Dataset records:
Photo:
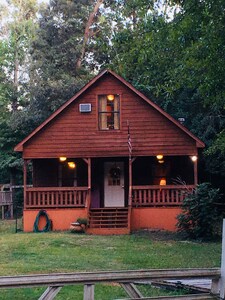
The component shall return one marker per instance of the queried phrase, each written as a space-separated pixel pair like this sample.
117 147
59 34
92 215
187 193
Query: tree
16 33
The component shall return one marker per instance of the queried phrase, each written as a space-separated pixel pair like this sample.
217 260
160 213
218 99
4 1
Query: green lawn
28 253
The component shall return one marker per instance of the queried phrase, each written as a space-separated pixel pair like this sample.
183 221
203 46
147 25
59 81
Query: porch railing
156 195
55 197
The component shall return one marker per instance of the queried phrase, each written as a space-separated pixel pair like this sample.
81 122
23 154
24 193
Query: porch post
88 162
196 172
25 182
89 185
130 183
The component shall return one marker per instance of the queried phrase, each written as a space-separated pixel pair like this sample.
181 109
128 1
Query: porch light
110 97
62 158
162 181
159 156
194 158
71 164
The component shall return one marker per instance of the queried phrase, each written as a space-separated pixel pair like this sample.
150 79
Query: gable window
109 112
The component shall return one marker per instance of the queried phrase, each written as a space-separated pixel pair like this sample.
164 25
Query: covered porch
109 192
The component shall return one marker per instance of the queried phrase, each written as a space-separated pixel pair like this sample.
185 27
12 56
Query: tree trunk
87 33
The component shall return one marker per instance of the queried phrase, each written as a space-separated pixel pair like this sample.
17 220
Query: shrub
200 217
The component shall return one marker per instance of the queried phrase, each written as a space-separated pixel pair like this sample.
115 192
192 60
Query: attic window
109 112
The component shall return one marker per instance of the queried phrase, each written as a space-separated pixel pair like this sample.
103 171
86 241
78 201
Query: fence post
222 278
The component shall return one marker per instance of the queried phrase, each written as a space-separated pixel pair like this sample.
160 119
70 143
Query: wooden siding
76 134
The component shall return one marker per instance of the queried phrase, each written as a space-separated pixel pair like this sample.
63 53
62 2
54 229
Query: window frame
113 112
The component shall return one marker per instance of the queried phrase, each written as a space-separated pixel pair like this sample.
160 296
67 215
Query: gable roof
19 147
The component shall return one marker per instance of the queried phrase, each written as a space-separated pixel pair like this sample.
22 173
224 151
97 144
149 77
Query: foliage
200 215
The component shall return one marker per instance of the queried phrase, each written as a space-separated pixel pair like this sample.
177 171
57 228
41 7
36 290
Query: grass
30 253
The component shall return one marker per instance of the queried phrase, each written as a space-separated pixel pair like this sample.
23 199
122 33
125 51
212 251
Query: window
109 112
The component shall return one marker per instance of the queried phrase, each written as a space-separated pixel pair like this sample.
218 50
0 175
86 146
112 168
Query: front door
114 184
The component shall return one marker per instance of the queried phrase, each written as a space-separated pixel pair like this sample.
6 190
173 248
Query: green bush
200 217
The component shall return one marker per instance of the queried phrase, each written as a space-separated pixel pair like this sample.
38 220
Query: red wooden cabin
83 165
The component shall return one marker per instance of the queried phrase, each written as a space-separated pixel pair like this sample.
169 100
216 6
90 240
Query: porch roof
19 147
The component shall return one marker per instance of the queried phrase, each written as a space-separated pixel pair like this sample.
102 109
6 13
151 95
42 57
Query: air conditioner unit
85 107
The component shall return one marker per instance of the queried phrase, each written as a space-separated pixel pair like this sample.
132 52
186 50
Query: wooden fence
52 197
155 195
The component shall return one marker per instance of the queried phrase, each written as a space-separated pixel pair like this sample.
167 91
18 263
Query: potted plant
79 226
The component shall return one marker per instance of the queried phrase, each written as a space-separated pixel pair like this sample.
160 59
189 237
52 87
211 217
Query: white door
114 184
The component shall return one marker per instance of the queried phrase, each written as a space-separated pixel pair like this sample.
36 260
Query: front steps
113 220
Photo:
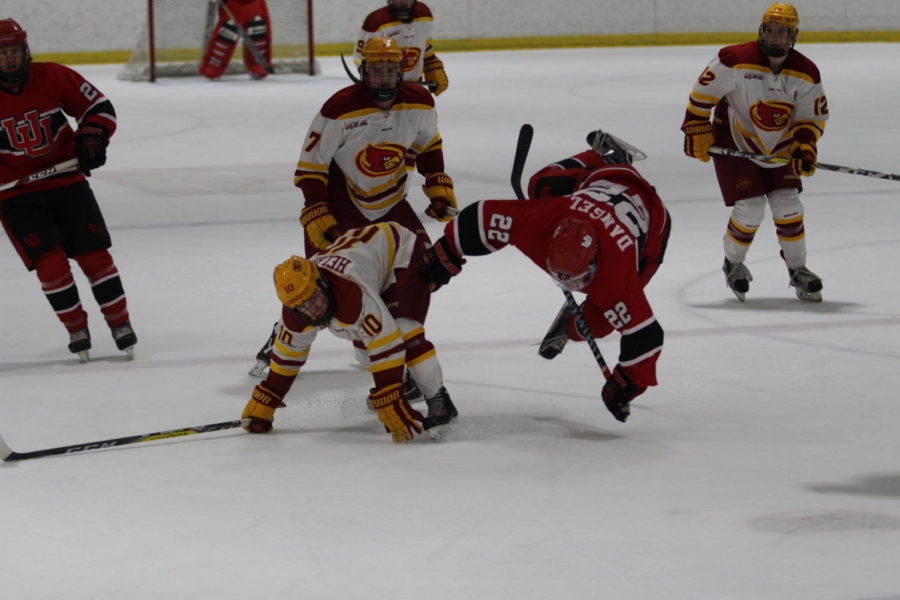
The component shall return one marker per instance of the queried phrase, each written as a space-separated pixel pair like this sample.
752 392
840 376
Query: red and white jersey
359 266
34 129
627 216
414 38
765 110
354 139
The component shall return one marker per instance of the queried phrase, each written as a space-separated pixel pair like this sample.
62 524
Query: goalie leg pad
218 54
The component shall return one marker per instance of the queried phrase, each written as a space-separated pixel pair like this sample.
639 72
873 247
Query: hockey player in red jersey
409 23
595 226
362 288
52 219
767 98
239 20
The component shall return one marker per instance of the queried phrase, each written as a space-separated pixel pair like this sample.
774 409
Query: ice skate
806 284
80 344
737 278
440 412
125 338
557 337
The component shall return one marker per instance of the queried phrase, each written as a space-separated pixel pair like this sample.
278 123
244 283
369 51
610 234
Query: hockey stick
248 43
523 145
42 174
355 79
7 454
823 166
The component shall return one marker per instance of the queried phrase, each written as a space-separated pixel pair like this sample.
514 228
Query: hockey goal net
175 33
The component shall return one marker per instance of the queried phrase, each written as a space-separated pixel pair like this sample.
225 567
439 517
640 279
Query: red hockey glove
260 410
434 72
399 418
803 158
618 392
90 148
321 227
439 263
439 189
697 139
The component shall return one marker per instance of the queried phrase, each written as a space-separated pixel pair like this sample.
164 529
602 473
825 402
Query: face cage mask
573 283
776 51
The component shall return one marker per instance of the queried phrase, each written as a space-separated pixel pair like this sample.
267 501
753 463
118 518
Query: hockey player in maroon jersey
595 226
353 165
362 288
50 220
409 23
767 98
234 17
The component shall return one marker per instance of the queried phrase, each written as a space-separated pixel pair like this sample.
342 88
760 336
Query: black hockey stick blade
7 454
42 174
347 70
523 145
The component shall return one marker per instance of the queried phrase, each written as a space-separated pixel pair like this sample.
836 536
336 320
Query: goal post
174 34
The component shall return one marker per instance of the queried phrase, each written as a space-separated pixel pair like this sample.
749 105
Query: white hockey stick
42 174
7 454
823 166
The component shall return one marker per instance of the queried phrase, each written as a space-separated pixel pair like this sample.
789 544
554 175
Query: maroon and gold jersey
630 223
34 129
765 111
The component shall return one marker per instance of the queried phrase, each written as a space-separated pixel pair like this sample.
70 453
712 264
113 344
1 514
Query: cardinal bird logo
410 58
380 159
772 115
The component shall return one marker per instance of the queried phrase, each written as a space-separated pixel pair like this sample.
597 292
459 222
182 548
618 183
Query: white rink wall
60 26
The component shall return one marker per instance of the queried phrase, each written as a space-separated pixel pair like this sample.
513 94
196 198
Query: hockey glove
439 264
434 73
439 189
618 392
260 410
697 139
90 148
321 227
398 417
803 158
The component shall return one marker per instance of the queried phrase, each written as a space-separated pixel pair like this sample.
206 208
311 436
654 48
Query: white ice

◆ What is required ◆
Identify each line in the records above that contains the word "post", and copy every such line.

◆ Response for this exercise ◆
Query: porch post
Query: fence post
Query: goal post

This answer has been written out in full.